* Task description
The result should be an exact copy of the data, free of pictures.

* Data for this task
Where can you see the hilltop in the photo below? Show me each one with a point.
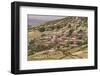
(59, 39)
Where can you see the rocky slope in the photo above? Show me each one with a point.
(59, 39)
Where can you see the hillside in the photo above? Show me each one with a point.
(58, 39)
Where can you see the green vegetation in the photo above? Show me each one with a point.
(58, 39)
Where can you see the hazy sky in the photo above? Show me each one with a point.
(38, 19)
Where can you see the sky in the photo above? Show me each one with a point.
(40, 19)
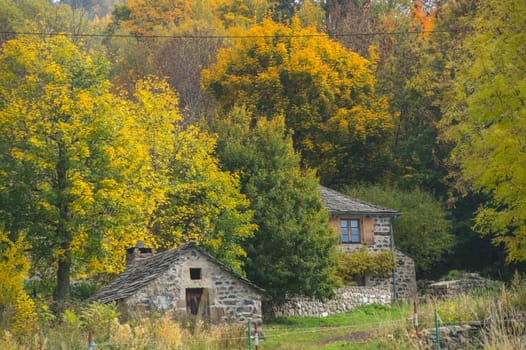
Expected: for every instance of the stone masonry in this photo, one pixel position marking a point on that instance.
(345, 299)
(229, 299)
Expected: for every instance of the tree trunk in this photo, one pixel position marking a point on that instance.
(63, 272)
(63, 232)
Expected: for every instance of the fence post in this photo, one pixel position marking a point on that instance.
(91, 343)
(415, 318)
(249, 336)
(436, 330)
(256, 335)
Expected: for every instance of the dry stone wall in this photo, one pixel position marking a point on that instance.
(345, 299)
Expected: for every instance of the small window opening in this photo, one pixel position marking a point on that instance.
(195, 273)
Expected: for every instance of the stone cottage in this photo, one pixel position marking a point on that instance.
(365, 224)
(185, 280)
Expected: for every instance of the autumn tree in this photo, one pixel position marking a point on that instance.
(326, 93)
(64, 153)
(485, 121)
(87, 172)
(293, 250)
(196, 200)
(175, 44)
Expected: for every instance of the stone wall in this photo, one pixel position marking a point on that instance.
(405, 269)
(225, 297)
(345, 299)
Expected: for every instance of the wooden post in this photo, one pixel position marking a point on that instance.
(249, 336)
(436, 329)
(256, 335)
(91, 343)
(415, 318)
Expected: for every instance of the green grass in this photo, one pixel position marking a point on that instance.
(341, 331)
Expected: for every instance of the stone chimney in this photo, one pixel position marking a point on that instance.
(139, 252)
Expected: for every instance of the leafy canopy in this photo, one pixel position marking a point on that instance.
(486, 122)
(326, 94)
(293, 250)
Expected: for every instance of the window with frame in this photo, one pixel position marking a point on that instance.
(350, 230)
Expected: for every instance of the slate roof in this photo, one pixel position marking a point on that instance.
(144, 271)
(340, 204)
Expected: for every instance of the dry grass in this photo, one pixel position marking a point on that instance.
(502, 310)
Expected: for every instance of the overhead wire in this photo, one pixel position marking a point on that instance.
(223, 37)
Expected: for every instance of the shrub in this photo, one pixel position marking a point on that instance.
(355, 266)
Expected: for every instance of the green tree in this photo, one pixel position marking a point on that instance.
(326, 93)
(87, 172)
(486, 122)
(293, 251)
(423, 230)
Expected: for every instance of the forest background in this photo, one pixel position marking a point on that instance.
(215, 121)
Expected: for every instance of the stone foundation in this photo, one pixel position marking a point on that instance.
(345, 299)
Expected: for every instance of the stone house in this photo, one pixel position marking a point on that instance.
(183, 281)
(361, 224)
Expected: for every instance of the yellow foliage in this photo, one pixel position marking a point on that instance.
(14, 266)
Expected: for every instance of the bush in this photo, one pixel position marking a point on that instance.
(355, 266)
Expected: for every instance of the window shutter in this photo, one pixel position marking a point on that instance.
(368, 230)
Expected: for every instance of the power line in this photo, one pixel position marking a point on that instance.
(223, 37)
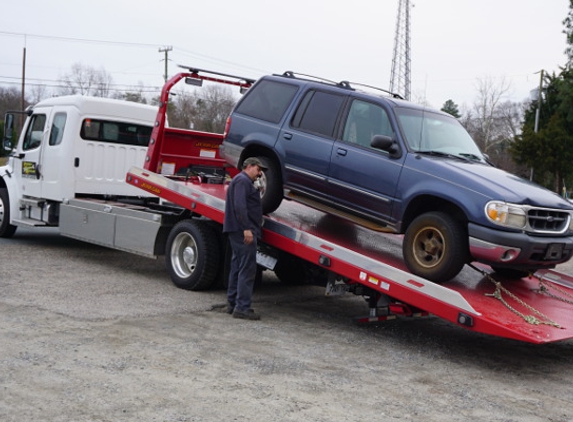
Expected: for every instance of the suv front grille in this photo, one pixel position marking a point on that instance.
(547, 221)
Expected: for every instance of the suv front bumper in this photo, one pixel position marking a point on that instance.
(518, 250)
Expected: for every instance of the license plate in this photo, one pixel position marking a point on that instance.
(554, 251)
(266, 261)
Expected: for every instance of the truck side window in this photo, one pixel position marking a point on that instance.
(115, 132)
(364, 121)
(317, 112)
(57, 131)
(267, 101)
(34, 132)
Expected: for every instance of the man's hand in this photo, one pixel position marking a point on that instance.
(248, 237)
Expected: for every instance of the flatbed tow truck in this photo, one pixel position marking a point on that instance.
(343, 256)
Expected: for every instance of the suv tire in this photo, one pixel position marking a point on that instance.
(271, 185)
(435, 247)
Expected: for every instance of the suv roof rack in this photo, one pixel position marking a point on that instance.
(393, 94)
(291, 74)
(226, 75)
(342, 84)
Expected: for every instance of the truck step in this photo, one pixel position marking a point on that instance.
(32, 202)
(29, 222)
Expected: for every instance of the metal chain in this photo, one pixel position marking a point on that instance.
(531, 319)
(544, 289)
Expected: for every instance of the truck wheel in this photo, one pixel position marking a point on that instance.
(6, 229)
(435, 247)
(192, 255)
(512, 273)
(271, 186)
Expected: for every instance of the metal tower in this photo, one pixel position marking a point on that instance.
(400, 77)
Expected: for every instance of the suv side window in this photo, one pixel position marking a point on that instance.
(267, 100)
(317, 112)
(364, 121)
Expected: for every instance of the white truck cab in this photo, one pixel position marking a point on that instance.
(71, 147)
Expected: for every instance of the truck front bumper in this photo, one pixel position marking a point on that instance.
(518, 250)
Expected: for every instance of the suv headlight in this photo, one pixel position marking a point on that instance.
(507, 215)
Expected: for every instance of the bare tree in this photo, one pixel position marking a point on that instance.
(486, 112)
(86, 80)
(38, 93)
(205, 109)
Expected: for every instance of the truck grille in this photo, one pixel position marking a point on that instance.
(548, 221)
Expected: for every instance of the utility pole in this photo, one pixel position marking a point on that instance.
(537, 111)
(400, 77)
(166, 50)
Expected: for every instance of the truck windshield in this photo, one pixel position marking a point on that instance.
(426, 131)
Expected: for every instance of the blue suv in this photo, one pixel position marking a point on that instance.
(398, 167)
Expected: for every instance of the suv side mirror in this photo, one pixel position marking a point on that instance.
(385, 143)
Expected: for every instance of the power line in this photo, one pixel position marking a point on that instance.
(84, 40)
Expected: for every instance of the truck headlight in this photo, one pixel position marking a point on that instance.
(505, 214)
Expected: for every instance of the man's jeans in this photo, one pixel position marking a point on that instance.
(242, 273)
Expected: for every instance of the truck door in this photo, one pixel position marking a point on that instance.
(364, 179)
(54, 163)
(32, 146)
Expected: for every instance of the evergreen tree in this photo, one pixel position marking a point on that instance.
(452, 108)
(547, 146)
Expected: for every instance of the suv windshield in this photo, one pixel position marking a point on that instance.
(426, 131)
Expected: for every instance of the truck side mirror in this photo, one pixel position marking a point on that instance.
(8, 129)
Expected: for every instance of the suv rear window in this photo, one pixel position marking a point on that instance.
(317, 112)
(267, 100)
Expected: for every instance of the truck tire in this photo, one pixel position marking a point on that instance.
(271, 185)
(512, 273)
(435, 247)
(6, 229)
(192, 255)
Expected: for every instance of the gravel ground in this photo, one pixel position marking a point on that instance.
(91, 334)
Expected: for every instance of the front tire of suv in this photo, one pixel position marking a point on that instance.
(271, 185)
(435, 247)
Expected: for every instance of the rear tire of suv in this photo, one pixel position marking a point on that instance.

* Problem solution
Where can you see the hilltop in the photo below? Show me each one with a point.
(59, 39)
Where can you see the rocky slope in the photo above? Show me each one with a point.
(59, 39)
Where can you see the hillside in the photo above? Show me each one with a point.
(58, 39)
Where can you see the green vegetation in the photo above? Show me each one with a point.
(58, 39)
Where can you see the hazy sky in the photo above? Show me each one with a point.
(38, 19)
Where can you see the sky in the photo above? Show me each one with a point.
(40, 19)
Expected: for every instance of the stone masonry in this photo, one pixel position marking a point on that instance.
(345, 299)
(229, 299)
Expected: for every instance of the tree trunk in this photo, one pixel position marking a point on that instance.
(63, 272)
(63, 232)
Expected: for every instance of the fence post in this photo, one pixel position marking a point on that instance.
(91, 343)
(415, 318)
(249, 336)
(436, 330)
(256, 335)
Expected: for every instance of the dry stone wall in this photo, one pixel position marking a point on that instance.
(345, 299)
Expected: for every instance of the small window opening in this photo, one pixel position marking a point on that instance.
(195, 273)
Expected: for every instance of the stone cottage in this photo, one pixel position marking a point on that instance.
(365, 224)
(185, 280)
Expected: for every instance of the autumn tree in this photo, one pixel position marking a point on that instance.
(326, 93)
(64, 153)
(485, 121)
(87, 172)
(293, 250)
(196, 200)
(175, 44)
Expected: for every instance of the stone wall in this photo, one pixel position marking a point on that instance.
(405, 269)
(225, 297)
(345, 299)
Expected: for every instance of the wooden post in this photo, one pixel position marking a point on that instance.
(249, 336)
(436, 329)
(256, 335)
(91, 343)
(415, 318)
Expected: for every instance of the green grass in this photo, one pixel position marking a point on that instance.
(341, 331)
Expected: for every instance of the stone chimney in this photo, one pixel position marking a point on that instance.
(139, 252)
Expected: for every instance of the leafy canopy in this photo, one pixel position marking a point on that instance.
(486, 122)
(326, 94)
(293, 250)
Expected: for every instance of the window with frame in this photo, one pixel position marking a point on that instance.
(350, 230)
Expected: for every instance of the slate roof in this photo, one pixel position marking a point on that instance.
(144, 271)
(340, 204)
Expected: for every instance of the dry grass in this photo, one pixel position marking a point on that instance.
(502, 310)
Expected: for every instance of the overhead wire in this photo, one pixel position marking a point on that instance.
(223, 37)
Expected: for every instance of the shrub in this photo, one pixel position marking a point on that instance.
(355, 266)
Expected: for every instance of the green tree in this photo, one pixel position marking a point on that instance.
(326, 93)
(87, 172)
(486, 122)
(293, 251)
(423, 230)
Expected: for every instance of the forest background in this photo, one pixel position marking a point on that instance.
(215, 121)
Expected: for every instance of the stone foundation in this photo, one pixel position marking a point on that instance.
(345, 299)
Expected: for every instance of the stone house in this photo, one pixel position marking a point on that instance.
(183, 281)
(361, 224)
Expected: for every instance of the yellow foliage in this photo, one pixel position marking a point on that instance.
(14, 266)
Expected: for every instance of the bush in this photo, one pixel position marking a point on that instance.
(355, 266)
Expected: for every instance of the window shutter in this photo, one pixel position marking a point on that instance.
(368, 230)
Expected: for every instance of the power line in this photo, one pixel position marking a point on that instance.
(223, 37)
Expected: for every instance of the suv front grille in this photo, one pixel position marking a point on that instance.
(547, 221)
Expected: for every instance of the suv front bumper in this photo, one pixel position marking a point on that instance.
(518, 250)
Expected: for every instance of the license plate in this photo, one pixel position marking a point on that instance.
(554, 251)
(266, 261)
Expected: for every instance of the truck side window in this photo, one pixel position marking a point on that instance.
(115, 132)
(364, 121)
(317, 112)
(57, 131)
(267, 101)
(34, 132)
Expected: for every instance of the man's hand in this photo, one pixel position marking a point on that instance.
(248, 237)
Expected: for every instance of the flatbed tow truck in this photo, one pixel position marking a point on that instance.
(343, 256)
Expected: for every instance of the suv tire in this photo, one pixel position marking a point on that instance.
(271, 185)
(435, 247)
Expected: for every instance of the suv roof rack in this photo, one pixel position marking a point on that instance.
(393, 94)
(291, 74)
(226, 75)
(342, 84)
Expected: for every instance of the truck step in this photo, one pixel position marking a point on that instance.
(32, 202)
(29, 222)
Expected: for every instance of the metal chain in this photo, one pixel position marking a point on that instance.
(531, 319)
(544, 289)
Expected: for every instance of the truck wheel in this photo, one pixel position marking a point on that instance.
(6, 229)
(435, 247)
(192, 255)
(512, 273)
(271, 186)
Expected: for every instance of the metal tower in this photo, one pixel position marking a point on that instance.
(400, 77)
Expected: for every instance of the suv side window in this photo, one pixel position marking a point on that instance.
(267, 100)
(317, 112)
(364, 121)
Expected: for every instance of the white truck cab in this photo, one pixel position marking a point on that instance.
(71, 147)
Expected: for every instance of the truck front bumper in this photo, one pixel position marking a point on that instance.
(518, 250)
Expected: for every instance of the suv headlight in this photo, one pixel position marking a point on that instance.
(507, 215)
Expected: for every instance of the bare tree in this photo, one pixel position marking a point on that instance.
(486, 112)
(86, 80)
(38, 93)
(205, 109)
Expected: for every instance of the truck grille in this photo, one pixel position marking a point on that instance.
(548, 221)
Expected: for every instance of the utility pole in this photo, one pixel position marking a point on that instance.
(537, 111)
(400, 77)
(166, 50)
Expected: for every instance of the truck windshield in this photo, one pixel position marking a point on that instance.
(426, 131)
Expected: for every instance of the blue suv in this photo, one pixel position marking a point on that instance.
(398, 167)
Expected: for every instance of the suv side mirror in this photo, one pixel position marking a point on that instance.
(385, 143)
Expected: for every instance of the power line in this photo, one pixel position marking a point on that instance.
(84, 40)
Expected: for every instance of the truck headlight in this photo, one pixel position marking a point on that instance.
(505, 214)
Expected: for every instance of the man's jeans in this photo, one pixel position marking a point on that instance.
(242, 273)
Expected: for every instance of the truck door in this photo, one pixel position marking a point on that instance.
(364, 179)
(54, 163)
(32, 146)
Expected: for every instance of the evergreen tree in this photo, one pixel position marking a point on that instance.
(452, 108)
(547, 146)
Expected: for every instance of the suv windshield in this photo, one pixel position marking a point on that instance.
(426, 131)
Expected: for every instance of the truck side mirror in this photo, one pixel position marking a point on that instance.
(8, 129)
Expected: for every instance of the suv rear window in this photo, one pixel position marking a point on that instance.
(317, 112)
(267, 100)
Expected: for every instance of the truck tire in this photo, one pixel position marking a point on that instance.
(271, 185)
(512, 273)
(435, 247)
(6, 229)
(192, 255)
Expected: for every instance of the gravel ground in this photo, one pixel position marking a point on that instance.
(91, 334)
Expected: for every instance of the front tire of suv in this photo, one pixel position marking a point on that instance.
(271, 185)
(435, 247)
Expected: for every instance of the rear tire of suv in this photo, one pixel position marking a point on that instance.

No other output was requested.